▸ Dataset excerpts
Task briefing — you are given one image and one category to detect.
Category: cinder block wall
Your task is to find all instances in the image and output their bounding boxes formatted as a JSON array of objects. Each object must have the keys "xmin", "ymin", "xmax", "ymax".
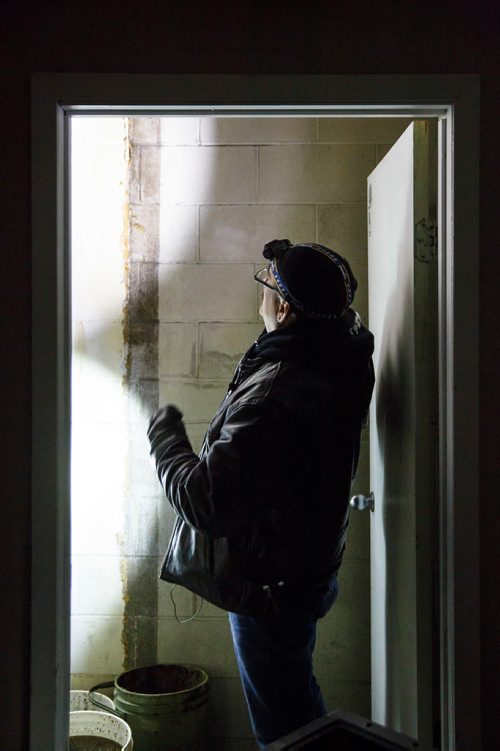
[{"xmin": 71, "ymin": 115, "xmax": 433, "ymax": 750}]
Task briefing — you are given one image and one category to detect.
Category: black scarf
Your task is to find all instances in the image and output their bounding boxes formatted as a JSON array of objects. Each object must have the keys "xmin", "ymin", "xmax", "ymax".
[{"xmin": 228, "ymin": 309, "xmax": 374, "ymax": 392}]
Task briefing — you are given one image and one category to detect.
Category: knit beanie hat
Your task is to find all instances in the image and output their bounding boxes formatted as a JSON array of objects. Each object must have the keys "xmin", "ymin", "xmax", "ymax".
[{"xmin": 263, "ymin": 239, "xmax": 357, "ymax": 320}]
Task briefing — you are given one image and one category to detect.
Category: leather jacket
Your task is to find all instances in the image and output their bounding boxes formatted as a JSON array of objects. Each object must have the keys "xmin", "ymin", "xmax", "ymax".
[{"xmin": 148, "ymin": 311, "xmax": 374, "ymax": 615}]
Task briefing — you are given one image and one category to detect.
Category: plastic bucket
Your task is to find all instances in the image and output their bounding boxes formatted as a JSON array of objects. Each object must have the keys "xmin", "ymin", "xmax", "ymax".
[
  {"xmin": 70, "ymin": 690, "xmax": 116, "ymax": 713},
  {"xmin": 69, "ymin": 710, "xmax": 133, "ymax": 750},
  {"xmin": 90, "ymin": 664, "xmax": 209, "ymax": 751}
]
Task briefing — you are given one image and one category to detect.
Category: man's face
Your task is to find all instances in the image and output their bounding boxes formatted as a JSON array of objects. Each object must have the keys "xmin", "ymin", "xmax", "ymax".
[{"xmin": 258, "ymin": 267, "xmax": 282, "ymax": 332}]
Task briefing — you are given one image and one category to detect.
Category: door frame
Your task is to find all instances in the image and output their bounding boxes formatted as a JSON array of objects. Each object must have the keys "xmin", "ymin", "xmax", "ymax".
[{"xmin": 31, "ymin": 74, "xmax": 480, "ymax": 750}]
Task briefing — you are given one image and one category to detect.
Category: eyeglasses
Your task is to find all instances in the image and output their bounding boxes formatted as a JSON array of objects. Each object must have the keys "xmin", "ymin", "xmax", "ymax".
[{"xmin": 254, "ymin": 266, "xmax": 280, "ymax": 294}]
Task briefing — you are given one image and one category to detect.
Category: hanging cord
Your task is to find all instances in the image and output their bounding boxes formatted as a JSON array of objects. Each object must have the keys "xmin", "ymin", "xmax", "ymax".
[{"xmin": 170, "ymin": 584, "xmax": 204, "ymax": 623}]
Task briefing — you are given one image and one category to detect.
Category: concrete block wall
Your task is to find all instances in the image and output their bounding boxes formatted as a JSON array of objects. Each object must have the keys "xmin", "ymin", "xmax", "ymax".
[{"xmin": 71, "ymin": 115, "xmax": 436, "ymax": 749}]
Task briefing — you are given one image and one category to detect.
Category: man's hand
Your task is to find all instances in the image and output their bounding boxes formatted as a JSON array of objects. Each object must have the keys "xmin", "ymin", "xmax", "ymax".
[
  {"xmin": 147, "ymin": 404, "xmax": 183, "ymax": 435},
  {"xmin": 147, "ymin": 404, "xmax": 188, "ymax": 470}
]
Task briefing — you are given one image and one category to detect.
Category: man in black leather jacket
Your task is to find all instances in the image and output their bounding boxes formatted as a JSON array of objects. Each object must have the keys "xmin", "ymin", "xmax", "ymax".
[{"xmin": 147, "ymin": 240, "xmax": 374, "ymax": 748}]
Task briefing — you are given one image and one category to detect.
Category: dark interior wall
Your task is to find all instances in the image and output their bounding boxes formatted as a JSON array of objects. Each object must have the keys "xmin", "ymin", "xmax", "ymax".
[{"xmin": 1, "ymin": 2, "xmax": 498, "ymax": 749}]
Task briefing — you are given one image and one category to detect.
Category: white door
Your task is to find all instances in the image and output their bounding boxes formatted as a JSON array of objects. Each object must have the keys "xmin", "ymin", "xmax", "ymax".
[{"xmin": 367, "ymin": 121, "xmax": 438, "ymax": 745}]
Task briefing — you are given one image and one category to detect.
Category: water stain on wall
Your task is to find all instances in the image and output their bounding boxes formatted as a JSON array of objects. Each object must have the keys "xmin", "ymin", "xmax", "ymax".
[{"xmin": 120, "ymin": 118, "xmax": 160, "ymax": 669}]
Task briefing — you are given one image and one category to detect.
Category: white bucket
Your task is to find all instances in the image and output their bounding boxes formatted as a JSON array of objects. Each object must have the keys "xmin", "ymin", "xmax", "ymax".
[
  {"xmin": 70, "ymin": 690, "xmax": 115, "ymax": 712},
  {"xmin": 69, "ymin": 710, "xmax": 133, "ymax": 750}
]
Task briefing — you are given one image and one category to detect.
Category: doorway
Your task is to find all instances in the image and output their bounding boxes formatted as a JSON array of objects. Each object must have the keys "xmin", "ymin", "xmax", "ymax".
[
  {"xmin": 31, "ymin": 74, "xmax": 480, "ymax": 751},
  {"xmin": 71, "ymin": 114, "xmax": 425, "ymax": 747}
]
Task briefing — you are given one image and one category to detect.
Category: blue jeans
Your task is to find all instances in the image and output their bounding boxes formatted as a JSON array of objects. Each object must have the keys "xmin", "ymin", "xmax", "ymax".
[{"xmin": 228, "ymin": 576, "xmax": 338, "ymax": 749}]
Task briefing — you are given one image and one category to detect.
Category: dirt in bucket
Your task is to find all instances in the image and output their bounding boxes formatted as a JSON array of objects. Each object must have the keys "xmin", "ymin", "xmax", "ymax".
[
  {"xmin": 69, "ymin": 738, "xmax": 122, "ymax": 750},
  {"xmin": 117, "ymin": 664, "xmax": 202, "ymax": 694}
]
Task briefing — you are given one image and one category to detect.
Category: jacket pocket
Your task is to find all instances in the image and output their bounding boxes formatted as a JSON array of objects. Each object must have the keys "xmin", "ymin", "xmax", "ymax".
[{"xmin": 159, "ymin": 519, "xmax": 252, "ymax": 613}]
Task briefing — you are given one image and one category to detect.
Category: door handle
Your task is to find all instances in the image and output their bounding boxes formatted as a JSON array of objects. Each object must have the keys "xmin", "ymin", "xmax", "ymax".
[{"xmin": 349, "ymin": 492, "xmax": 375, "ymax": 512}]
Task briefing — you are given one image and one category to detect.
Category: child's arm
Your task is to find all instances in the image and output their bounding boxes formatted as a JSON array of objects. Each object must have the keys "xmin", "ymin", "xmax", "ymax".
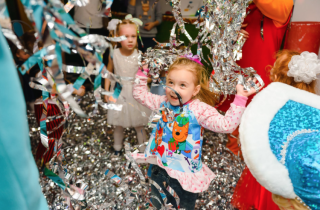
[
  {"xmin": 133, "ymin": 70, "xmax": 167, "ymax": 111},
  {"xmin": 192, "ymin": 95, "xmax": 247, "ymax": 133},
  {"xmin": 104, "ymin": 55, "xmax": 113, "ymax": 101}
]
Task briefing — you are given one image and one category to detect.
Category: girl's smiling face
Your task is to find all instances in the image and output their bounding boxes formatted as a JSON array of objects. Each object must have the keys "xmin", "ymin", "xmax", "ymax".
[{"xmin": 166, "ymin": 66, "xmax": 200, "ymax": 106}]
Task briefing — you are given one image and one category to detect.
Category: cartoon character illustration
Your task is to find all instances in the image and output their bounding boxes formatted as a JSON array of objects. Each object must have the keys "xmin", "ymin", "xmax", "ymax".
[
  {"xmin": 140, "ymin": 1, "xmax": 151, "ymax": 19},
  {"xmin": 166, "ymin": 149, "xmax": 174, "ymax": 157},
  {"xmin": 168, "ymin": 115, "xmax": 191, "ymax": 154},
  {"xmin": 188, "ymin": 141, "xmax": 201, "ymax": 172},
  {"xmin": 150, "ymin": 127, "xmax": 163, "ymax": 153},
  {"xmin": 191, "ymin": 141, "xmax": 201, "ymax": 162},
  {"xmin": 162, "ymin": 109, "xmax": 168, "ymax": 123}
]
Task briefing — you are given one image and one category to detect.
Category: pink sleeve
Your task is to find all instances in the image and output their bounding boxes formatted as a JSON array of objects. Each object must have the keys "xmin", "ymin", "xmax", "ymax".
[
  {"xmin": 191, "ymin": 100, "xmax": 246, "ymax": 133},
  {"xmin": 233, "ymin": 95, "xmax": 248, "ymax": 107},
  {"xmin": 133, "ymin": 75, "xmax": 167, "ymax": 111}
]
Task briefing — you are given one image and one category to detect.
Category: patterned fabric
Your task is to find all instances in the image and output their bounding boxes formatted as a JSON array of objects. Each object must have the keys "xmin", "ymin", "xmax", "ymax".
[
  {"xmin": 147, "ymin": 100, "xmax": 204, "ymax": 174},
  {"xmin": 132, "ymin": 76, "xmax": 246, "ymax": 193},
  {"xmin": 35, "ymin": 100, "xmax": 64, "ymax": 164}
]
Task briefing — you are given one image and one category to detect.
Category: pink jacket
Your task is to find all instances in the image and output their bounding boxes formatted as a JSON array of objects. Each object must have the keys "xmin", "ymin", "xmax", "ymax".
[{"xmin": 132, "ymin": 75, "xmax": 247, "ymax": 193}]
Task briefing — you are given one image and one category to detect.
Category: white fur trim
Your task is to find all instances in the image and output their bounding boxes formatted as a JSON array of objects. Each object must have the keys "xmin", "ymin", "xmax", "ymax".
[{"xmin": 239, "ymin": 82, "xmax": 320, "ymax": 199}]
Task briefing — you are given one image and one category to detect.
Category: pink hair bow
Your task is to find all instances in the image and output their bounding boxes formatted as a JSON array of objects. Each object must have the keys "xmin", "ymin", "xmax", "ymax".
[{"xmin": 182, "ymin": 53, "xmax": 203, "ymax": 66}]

▸ Your instructions
When copying the data above, please keep exactly the lines from its first line through the line with "Category: cinder block wall", both ends included, and drop the rest.

▸ Exercise solution
Task briefing — you are given one image and one category to detect.
Category: cinder block wall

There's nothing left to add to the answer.